▶ Supplied information:
• • •

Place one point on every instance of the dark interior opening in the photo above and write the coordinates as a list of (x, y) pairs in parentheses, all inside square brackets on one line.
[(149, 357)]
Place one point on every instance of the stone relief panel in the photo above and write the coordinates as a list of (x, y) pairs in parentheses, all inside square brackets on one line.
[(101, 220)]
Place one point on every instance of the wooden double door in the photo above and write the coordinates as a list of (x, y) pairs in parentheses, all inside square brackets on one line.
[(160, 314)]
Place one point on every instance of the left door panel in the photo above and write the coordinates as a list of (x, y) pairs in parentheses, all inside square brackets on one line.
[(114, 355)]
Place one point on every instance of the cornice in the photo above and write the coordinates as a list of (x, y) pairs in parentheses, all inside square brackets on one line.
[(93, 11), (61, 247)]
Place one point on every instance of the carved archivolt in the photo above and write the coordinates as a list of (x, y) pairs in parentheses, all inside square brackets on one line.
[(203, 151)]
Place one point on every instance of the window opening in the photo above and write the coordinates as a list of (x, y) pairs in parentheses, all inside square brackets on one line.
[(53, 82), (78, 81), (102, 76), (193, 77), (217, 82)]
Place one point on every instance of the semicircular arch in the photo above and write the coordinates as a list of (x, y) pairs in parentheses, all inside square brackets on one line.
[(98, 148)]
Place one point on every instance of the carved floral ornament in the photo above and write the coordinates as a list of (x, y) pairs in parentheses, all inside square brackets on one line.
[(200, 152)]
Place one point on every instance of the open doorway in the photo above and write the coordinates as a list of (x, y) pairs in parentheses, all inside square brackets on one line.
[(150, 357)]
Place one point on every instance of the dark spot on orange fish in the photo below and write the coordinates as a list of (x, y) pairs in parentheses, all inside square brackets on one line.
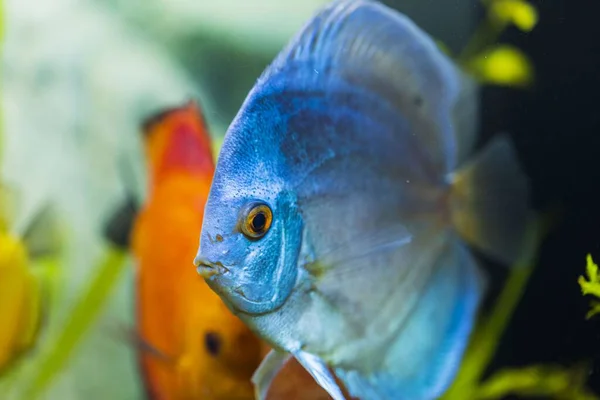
[(212, 343)]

• • •

▶ Stated problem: Put the items into a CSV with two columns, text and answer, one row per item. Begin at the first item, stop after the line that contains "[(160, 314)]", quote every field, and turn any line breaks inside a field into spaces.

▶ Exercise response:
text,answer
"Place one point on every instance of the dark interior opening in the photo above and write the coordinates as a list of (x, y) pairs in parentheses, all inside square brackets on one line.","[(149, 357)]"
"Place one point on every instance of the stone relief panel in the photo above and write the coordinates as a list of (x, y) pairs in parentheses, all inside square brackets on one line.","[(101, 220)]"
"Place one point on every instance of the wooden double door in the photo above and write the coordinates as a list of (x, y) pairs in parentheses, all inside square brackets on one line.","[(160, 314)]"